**Requirement**
Each line from the one that contains "Exercise. Point to the woman's hand" through the end of the entries should be repeated exactly, with nothing added.

(Referring expression data)
# # #

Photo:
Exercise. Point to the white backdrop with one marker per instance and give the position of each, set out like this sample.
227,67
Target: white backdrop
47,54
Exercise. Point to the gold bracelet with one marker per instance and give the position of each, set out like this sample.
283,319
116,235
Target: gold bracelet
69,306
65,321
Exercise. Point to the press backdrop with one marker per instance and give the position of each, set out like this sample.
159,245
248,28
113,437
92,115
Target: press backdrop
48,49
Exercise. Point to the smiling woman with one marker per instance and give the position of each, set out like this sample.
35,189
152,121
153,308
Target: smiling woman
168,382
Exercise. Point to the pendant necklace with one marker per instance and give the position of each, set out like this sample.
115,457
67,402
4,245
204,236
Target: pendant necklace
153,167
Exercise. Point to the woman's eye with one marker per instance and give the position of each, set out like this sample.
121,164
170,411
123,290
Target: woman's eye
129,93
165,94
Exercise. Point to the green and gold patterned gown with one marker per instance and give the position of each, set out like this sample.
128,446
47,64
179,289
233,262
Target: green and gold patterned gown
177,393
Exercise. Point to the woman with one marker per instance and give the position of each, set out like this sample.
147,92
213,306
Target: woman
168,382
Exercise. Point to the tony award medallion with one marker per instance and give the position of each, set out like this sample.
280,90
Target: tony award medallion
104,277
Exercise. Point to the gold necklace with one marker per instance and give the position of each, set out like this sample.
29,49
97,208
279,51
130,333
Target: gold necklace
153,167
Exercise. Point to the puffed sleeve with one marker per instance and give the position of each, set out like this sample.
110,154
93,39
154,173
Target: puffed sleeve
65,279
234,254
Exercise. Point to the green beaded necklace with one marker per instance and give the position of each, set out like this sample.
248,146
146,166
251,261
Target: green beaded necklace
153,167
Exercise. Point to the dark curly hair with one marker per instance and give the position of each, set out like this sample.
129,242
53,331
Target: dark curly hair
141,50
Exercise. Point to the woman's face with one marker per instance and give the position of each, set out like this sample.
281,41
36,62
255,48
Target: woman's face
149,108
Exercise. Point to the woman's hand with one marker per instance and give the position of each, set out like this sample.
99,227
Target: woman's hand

# # #

**Solution to the exercise**
Exercise. Point to the woman's hand with one marker per instance and give the position of each, set out like this sample.
99,227
Target: woman's hand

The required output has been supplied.